## TASK DETAILS
Rewrite the stretch of material from its start through the line containing "[(307, 66)]", putting "place one point" in place of "drop one point" and leaving everything else unchanged.

## DATASET CONTENT
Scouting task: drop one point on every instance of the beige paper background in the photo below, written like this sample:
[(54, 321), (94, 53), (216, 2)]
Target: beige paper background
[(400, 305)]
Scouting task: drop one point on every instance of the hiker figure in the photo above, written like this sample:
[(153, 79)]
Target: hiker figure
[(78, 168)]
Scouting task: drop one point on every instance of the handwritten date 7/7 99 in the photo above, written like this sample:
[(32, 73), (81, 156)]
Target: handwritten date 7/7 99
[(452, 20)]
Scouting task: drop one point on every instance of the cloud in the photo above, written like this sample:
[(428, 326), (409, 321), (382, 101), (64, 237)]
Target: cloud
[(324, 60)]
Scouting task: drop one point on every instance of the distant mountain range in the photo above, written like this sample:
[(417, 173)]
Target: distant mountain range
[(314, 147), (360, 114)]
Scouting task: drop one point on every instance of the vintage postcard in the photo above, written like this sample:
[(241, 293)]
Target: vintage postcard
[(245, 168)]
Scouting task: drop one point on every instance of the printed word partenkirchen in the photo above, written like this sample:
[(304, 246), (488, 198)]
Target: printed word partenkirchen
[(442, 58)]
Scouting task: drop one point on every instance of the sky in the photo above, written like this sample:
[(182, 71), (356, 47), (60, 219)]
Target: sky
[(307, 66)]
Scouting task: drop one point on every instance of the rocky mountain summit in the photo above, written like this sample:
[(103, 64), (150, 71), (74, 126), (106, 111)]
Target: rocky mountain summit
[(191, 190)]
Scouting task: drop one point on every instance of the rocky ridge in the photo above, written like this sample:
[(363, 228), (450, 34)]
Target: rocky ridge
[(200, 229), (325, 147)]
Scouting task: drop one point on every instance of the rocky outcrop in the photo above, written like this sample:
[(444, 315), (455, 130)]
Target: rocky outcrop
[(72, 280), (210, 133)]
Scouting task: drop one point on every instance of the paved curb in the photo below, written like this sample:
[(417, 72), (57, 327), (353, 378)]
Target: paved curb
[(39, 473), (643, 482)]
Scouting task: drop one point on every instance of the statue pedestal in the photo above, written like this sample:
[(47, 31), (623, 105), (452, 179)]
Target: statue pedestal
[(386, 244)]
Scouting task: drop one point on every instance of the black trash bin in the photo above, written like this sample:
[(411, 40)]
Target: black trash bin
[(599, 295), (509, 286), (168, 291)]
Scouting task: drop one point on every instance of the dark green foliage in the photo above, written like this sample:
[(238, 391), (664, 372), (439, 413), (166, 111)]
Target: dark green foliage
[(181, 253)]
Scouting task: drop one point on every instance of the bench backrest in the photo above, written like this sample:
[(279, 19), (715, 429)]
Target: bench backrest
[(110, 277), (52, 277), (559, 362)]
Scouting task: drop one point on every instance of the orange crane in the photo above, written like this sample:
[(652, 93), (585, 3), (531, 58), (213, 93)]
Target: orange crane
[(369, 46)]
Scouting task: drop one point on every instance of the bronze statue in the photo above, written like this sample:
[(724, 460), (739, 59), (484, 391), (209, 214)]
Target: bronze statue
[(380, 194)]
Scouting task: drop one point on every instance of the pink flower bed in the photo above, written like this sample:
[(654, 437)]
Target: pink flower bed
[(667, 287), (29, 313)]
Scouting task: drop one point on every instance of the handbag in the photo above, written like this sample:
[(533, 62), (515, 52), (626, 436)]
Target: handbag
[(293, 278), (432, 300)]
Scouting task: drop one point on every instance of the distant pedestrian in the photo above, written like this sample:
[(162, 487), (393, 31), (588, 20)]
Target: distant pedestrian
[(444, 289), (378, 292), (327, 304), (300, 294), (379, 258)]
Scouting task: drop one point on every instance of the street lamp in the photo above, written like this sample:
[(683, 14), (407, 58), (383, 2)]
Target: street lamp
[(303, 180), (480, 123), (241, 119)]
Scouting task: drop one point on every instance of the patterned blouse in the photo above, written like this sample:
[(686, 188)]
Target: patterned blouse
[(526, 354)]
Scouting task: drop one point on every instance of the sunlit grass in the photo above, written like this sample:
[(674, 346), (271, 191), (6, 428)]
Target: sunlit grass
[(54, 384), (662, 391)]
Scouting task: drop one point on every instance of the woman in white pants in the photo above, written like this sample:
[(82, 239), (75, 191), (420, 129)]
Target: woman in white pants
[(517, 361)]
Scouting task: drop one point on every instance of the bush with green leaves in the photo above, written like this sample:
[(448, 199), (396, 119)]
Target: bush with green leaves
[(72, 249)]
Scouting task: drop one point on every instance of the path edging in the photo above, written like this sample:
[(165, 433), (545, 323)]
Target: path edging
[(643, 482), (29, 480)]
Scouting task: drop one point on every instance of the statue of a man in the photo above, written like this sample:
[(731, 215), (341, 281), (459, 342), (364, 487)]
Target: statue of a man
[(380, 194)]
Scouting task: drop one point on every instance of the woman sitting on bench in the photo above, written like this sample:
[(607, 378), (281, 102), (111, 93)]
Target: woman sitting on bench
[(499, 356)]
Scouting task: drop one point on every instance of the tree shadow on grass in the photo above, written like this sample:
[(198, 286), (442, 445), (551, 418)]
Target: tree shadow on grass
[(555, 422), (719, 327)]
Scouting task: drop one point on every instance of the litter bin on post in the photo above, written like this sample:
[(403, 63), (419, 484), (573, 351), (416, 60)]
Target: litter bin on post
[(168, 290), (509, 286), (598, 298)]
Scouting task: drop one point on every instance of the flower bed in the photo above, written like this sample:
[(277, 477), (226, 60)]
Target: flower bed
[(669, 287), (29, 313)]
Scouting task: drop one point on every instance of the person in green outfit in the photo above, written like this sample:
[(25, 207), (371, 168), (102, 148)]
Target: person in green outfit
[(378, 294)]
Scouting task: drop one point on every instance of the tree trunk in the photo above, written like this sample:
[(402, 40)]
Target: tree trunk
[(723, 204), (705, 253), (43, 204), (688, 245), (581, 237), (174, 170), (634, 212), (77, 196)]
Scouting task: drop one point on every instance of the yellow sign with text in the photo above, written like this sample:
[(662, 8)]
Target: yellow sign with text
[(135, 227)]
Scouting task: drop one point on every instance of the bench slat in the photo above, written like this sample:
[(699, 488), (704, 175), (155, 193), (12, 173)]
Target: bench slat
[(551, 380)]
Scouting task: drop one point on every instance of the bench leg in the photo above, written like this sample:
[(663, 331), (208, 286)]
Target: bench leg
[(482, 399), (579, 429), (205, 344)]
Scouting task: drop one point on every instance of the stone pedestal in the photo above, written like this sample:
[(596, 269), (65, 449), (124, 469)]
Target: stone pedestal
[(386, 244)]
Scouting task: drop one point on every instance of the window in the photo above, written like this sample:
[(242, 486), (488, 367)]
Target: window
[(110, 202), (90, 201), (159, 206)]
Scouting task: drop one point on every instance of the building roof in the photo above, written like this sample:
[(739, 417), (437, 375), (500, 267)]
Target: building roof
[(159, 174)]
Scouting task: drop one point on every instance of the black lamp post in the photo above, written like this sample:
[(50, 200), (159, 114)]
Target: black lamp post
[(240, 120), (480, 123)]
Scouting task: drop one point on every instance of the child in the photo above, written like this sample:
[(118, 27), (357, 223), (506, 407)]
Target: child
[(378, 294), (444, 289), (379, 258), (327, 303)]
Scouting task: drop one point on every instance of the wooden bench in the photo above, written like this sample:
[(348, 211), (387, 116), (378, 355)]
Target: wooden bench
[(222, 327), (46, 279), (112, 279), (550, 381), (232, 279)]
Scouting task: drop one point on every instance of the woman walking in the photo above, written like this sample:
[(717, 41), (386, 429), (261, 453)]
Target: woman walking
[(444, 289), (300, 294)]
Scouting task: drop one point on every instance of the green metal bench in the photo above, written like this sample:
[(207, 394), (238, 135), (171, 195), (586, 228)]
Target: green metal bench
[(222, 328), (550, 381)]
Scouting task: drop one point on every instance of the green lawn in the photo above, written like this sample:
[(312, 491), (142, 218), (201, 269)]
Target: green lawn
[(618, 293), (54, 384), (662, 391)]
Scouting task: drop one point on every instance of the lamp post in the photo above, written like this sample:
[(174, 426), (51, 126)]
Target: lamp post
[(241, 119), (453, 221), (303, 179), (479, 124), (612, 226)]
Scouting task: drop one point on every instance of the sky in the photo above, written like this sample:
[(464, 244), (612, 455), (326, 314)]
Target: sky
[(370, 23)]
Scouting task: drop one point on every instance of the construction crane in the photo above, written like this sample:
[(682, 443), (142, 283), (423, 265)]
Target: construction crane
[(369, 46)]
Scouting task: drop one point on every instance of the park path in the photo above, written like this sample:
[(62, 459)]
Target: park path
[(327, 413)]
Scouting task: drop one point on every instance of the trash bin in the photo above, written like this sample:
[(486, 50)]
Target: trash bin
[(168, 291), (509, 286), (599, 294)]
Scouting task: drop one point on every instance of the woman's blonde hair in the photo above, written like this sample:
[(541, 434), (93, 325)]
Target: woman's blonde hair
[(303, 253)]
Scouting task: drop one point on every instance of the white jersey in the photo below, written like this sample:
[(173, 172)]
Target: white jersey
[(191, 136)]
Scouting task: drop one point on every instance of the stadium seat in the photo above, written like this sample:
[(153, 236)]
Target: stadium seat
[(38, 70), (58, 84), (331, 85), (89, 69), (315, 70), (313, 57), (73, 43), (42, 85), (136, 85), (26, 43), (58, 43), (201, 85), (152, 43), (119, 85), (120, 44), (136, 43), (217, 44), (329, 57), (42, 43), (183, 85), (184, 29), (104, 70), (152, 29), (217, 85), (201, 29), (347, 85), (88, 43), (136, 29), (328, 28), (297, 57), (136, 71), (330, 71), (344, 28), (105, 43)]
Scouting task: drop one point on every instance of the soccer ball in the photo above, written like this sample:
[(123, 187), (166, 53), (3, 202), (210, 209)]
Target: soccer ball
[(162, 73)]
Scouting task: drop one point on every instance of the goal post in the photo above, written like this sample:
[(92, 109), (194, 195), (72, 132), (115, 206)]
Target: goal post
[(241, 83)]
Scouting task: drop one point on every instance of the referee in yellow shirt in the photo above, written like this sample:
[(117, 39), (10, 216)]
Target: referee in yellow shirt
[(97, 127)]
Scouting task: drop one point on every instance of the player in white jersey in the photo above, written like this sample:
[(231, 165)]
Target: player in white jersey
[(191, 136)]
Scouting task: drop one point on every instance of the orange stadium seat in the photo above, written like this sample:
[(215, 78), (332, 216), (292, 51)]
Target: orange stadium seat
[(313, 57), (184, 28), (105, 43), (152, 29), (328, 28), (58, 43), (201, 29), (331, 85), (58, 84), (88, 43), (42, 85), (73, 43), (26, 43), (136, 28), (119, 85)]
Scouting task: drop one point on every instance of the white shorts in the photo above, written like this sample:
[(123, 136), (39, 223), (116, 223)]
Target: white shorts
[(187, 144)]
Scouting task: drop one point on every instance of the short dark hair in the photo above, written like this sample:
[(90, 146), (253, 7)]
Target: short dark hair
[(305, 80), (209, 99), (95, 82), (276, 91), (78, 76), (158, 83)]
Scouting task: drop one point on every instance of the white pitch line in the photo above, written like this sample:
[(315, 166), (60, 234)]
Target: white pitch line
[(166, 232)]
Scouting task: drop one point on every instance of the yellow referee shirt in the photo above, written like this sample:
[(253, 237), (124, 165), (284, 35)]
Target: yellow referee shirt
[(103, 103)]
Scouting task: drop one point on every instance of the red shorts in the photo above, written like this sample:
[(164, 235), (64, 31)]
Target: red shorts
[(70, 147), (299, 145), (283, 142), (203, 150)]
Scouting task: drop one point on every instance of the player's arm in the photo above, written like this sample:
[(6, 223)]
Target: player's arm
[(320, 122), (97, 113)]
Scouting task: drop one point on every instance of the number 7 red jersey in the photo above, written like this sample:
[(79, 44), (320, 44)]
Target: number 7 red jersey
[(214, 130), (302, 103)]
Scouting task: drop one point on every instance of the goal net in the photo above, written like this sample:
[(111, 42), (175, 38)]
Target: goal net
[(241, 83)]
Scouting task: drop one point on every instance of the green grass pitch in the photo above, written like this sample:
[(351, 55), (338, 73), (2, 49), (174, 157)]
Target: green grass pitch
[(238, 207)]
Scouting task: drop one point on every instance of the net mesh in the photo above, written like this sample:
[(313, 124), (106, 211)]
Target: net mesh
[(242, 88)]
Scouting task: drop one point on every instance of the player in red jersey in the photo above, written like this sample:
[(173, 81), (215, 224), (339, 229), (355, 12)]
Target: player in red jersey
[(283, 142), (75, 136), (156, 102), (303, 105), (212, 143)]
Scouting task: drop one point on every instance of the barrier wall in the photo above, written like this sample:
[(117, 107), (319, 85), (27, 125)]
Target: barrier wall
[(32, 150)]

## THE ANSWER
Scouting task: place one point on every instance of the beige paper background in the photo below, written like this sample:
[(54, 321), (94, 53), (216, 2)]
Target: beige paper background
[(400, 305)]
Scouting task: place one point on every instance of the hiker figure in the photo above, written like this sample:
[(153, 79)]
Target: hiker figure
[(78, 168)]
Scouting task: place one point on every instance of the handwritten date 7/7 99 in the photo above, written like this sample:
[(32, 73), (81, 156)]
Target: handwritten date 7/7 99
[(452, 20)]
Scouting task: place one point on every instance of the cloud in the photo above, written like this sample:
[(428, 326), (409, 321), (382, 101), (64, 237)]
Target: cloud
[(324, 60)]
Scouting task: place one point on every instance of the distant mountain range in the photo above, written like this sample:
[(417, 173)]
Target: distant mountain range
[(314, 147), (360, 114)]
Scouting task: place one point on every instance of the vintage postcard in the photo above, written like this sample:
[(241, 293)]
Target: vintage postcard
[(245, 168)]
Scouting task: place one point on every instance of the printed word partenkirchen in the photo above, written like this sample:
[(304, 246), (488, 198)]
Target: printed word partenkirchen
[(442, 58)]
Scouting task: place one point on every instance of the sky in the photo above, written like this sample:
[(182, 71), (356, 47), (60, 219)]
Target: sky
[(307, 66)]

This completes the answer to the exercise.